**EXCERPT PROVIDED**
↓↓↓
Troubeshooting Linux Server Performance issues

System Admins used to get the complaints that the servers are responding slow and low performance. One of the important reason for this is your server might be heavily loaded.Means overloaded.

How do you troubleshoot these server performance issues in Linux?

There can be a number of reasons for high load on the server such as,

Inadequate RAM/CPU
Slower Hard disk drives
Unoptimized software applications / Modules

In this article, I am going to explain you to identify what's the bottleneck and where do you need to focus on.

1) First, Lets check the server Load:

First let us look at the server load. You can probably execute the "uptime" command to find out what's the current load, but "top" command is better one. Top command helps you identify how many CPUs are being reported and You should be able to see something like cpu00, cpu01, etc.

A load of ~1 for each CPU is reasonable. More 1 for each CPU indicates that processes are waiting on resources like CPU, Memory or IO. The higher value shows that more process are in queue for resources and indicates that your server is heavily loaded. For example, you're fine if the load's 7.80 if you have 8 CPUs.

Another thing to consider while looking at the load via uptime or top, is to understand what it shows.

15:33:35 up 180 days, 5:17, 6 users, load average: 8.76, 6.77, 5.42

The first part (8.76) shows the load average in the last 5 mins, while the second (6.77) and third (5.42) shows averages of 10 and 15 mins respectively. It's probably a spike here, lets look further.

Are you OK about your server is load? sometimes servers are able to handle much more load than the load shown. The load averages aren't so accurate after all and cannot always be the ultimate deciding factor. Move ahead if your loads are something to worry over.

Note: If have a P4 CPU having HT technology will be reported as 2 CPUs in Top, even if you know your server has one Physical CPU. For example: on a 4HT Physical CPU server, the Top reports it as 8 CPU

2) Check for RAM Memory:

Note: Perform the checks multiple times, to reach a fine conclusion.

# free -m

The output should look similar to this:

# free -m

total used free shared buffers cached

Mem: 1963 1912 50 0 28 906

-/+ buffers/cache: 978 985

Swap: 1027 157 869

Look at the output. Don't panic that almost all the RAM is used up. Have a look at the buffers/cache that says "985" MB of RAM is still free in buffers. As long as you have enough memory in the buffers, and your server is not using much swap, you're pretty fine on RAM.
↑↑↑
**REQUIREMENTS**
Please pull out the passage of the Linux server performance article starting with "15:33:35 up 180" and going on through "to worry over.", copied word for word.

**RAW DATA**
↓↓↓
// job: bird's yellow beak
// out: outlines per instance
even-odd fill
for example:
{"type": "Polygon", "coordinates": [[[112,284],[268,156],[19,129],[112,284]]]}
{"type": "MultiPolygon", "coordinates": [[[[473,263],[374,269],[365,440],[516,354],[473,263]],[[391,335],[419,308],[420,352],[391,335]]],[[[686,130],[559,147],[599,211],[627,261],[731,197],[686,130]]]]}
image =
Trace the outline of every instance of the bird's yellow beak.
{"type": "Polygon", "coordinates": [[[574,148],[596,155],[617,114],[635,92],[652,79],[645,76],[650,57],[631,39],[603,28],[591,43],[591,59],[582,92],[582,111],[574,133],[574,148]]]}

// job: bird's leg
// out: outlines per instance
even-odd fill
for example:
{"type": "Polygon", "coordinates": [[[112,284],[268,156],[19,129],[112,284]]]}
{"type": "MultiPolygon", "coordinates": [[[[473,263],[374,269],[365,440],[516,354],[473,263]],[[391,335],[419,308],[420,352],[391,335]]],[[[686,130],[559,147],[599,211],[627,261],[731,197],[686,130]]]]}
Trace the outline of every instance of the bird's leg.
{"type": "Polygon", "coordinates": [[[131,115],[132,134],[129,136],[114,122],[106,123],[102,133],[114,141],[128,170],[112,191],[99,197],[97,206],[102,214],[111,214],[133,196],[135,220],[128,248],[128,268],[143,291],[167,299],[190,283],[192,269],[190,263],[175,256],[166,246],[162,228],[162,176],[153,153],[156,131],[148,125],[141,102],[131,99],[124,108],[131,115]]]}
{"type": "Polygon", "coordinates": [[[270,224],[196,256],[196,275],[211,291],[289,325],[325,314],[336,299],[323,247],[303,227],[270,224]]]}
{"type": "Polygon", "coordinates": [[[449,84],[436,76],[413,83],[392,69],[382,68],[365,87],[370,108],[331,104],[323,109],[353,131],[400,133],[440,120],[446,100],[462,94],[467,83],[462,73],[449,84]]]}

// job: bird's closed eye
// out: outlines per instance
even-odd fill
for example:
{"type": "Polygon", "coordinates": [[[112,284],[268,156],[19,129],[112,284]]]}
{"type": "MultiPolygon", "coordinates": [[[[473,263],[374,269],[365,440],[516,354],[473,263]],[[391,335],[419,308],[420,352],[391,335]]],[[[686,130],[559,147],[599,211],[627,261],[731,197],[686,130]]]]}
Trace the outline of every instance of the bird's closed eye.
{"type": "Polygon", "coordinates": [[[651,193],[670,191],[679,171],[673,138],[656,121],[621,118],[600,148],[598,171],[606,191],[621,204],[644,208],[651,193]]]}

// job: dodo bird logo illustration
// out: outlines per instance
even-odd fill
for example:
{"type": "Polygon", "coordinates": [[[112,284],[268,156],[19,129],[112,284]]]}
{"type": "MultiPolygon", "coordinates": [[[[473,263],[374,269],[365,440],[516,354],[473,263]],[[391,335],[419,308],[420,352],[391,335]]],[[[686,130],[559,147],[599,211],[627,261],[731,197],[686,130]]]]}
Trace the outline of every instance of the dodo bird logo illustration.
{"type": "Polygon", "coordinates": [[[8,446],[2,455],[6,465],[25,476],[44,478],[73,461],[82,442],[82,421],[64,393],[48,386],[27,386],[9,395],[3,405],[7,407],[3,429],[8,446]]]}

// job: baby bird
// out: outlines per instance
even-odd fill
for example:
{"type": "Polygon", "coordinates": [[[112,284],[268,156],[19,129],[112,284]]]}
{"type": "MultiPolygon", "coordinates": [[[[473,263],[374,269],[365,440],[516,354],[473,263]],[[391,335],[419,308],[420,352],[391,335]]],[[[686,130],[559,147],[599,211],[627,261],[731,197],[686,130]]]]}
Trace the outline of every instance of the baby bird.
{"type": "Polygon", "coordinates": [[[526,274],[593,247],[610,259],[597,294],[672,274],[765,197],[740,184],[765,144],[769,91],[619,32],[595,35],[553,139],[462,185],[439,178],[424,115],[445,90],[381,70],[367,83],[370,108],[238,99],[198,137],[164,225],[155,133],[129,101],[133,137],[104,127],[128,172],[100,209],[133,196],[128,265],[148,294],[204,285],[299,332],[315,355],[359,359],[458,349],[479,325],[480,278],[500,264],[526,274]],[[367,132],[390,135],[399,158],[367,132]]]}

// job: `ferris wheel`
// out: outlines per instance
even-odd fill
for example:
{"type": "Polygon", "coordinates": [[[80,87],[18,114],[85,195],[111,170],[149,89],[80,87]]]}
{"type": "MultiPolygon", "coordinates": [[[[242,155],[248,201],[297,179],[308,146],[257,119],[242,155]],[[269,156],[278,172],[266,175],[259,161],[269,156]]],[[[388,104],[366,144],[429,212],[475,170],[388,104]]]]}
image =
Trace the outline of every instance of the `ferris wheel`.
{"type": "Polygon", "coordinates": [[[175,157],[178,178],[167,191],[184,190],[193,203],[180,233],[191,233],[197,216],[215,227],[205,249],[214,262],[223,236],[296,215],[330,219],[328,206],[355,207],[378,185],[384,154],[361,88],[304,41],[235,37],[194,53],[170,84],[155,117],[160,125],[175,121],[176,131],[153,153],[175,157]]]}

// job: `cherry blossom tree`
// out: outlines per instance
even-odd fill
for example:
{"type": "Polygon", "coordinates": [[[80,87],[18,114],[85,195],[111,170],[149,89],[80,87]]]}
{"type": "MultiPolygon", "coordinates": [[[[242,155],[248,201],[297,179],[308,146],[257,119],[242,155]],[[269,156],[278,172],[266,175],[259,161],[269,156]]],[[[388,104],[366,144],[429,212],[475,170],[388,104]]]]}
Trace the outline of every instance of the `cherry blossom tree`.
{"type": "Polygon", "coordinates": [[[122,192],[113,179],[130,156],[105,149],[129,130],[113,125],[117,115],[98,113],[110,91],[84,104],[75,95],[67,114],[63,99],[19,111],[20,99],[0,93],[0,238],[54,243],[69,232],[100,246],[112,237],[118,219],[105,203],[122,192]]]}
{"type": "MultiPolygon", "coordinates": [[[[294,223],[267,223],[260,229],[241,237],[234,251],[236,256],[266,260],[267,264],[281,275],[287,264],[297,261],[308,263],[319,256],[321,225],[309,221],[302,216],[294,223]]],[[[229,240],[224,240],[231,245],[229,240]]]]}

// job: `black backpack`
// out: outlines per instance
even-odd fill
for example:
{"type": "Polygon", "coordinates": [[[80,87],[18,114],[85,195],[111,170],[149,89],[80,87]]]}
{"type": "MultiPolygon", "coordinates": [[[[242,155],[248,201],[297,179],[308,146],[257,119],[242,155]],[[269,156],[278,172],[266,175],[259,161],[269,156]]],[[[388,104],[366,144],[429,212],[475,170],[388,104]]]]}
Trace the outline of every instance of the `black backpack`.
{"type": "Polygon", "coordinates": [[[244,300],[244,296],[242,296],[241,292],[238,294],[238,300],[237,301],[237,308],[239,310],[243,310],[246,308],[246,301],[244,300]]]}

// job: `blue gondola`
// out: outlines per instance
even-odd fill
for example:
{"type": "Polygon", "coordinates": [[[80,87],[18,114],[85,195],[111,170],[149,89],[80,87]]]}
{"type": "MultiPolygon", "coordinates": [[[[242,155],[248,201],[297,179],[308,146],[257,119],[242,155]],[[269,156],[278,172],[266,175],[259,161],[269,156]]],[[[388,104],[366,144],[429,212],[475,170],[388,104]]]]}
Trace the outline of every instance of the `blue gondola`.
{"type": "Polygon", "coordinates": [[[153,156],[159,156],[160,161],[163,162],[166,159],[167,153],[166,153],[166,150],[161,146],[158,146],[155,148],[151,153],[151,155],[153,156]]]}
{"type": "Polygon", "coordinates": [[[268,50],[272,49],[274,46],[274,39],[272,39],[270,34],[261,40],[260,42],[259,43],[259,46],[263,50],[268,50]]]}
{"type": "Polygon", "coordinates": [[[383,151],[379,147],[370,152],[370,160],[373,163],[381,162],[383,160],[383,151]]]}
↑↑↑
**REPLY TO THE EXERCISE**
15:33:35 up 180 days, 5:17, 6 users, load average: 8.76, 6.77, 5.42

The first part (8.76) shows the load average in the last 5 mins, while the second (6.77) and third (5.42) shows averages of 10 and 15 mins respectively. It's probably a spike here, lets look further.

Are you OK about your server is load? sometimes servers are able to handle much more load than the load shown. The load averages aren't so accurate after all and cannot always be the ultimate deciding factor. Move ahead if your loads are something to worry over.